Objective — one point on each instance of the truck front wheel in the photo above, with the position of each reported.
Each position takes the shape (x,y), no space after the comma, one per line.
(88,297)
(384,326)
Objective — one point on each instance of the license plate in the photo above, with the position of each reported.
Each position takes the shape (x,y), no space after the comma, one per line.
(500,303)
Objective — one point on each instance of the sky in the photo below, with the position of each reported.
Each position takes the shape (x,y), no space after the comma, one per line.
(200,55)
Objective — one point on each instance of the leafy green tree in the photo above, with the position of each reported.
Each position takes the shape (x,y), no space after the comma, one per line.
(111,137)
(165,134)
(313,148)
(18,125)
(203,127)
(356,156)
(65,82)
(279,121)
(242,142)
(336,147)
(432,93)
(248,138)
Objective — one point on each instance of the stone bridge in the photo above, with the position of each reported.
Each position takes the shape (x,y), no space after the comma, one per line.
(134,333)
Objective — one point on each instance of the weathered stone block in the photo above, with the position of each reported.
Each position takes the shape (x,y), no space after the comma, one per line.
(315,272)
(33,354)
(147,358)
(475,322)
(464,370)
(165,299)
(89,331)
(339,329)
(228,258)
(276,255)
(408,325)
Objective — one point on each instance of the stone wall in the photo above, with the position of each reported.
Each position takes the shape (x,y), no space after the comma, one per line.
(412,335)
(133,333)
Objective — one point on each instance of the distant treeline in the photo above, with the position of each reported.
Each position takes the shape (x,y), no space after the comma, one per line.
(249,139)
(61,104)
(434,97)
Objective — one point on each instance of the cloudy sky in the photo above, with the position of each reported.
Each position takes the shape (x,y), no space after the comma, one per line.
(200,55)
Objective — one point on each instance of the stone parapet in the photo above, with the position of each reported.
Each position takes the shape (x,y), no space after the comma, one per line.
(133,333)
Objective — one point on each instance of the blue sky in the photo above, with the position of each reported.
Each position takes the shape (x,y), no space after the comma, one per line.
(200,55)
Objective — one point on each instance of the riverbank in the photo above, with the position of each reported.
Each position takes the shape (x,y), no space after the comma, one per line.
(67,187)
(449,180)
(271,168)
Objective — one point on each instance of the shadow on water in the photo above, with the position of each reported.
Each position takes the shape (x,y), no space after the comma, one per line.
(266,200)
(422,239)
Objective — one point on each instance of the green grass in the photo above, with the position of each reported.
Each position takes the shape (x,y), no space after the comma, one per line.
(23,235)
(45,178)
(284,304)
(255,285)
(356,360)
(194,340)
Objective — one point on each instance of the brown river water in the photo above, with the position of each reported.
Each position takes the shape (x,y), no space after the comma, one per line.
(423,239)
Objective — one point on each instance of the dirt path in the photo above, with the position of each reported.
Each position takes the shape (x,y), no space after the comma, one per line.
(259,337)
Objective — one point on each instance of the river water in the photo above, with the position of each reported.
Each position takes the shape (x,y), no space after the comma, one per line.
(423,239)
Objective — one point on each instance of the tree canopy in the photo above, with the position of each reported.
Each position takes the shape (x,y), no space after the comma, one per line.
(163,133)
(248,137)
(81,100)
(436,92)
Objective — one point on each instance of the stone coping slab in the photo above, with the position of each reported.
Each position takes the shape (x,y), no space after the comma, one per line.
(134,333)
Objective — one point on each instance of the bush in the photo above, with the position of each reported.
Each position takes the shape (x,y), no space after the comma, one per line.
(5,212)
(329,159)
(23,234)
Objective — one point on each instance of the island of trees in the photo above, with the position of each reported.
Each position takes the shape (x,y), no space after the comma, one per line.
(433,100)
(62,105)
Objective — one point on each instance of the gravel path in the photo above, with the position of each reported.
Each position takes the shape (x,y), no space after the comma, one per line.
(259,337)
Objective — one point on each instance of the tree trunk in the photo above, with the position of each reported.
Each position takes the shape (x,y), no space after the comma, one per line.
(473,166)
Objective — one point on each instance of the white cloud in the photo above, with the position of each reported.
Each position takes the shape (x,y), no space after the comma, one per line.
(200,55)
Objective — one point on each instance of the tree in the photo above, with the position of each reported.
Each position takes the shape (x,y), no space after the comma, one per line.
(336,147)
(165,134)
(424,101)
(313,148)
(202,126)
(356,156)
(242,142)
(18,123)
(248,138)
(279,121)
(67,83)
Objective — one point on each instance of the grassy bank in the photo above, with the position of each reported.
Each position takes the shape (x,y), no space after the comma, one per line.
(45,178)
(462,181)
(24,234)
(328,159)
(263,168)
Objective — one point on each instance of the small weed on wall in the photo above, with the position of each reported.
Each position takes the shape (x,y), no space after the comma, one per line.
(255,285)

****************

▶ **Problem statement**
Transcribe the records above exactly, but only from the line that contains "Objective — one point on each instance of the bush" through their final line, inclusive.

▶ **Worked answer**
Objective — one point on each instance of the bush in the photo above, with the position of each reported.
Each position takes the shape (x,y), no space after the comma, one per line.
(5,212)
(329,159)
(23,234)
Objective — one point on each instance of the island of trees in the photo above, with the position of each reported.
Each position takes the shape (x,y), no space after the comma, one per line.
(433,100)
(62,105)
Objective — one point on each instance of the gravel path in the photo above, with the position of each reported.
Each position takes the shape (x,y), no space after the comma, one per line.
(259,337)
Objective — one point on each instance of the tree trunk in the photo above, with the position of each reported.
Each position takes the shape (x,y), no space after the comma, one per line.
(473,166)
Objective — one point on each instance of the white cloud in the photo above, with the position of each reported.
Each position takes the shape (x,y), no space after the comma, one per line.
(200,55)
Objective — one point on each instance of the tree in the photo above, with the position of each reported.
Each position takes the shape (x,y), no space after the comma, one per line.
(336,147)
(165,134)
(424,101)
(313,148)
(202,126)
(356,156)
(242,142)
(18,123)
(248,138)
(279,121)
(67,83)
Objective — one point on each instance of the grassy bank in the photo above, with the position of each reported.
Each position takes the shape (x,y), no space after the comma, one per line.
(45,178)
(462,181)
(24,234)
(328,159)
(263,168)
Objective — one point on each instance of the small weed on wall in the photo above, with the position of each reported.
Each position takes the shape (x,y), no space after the comma, one per line.
(255,285)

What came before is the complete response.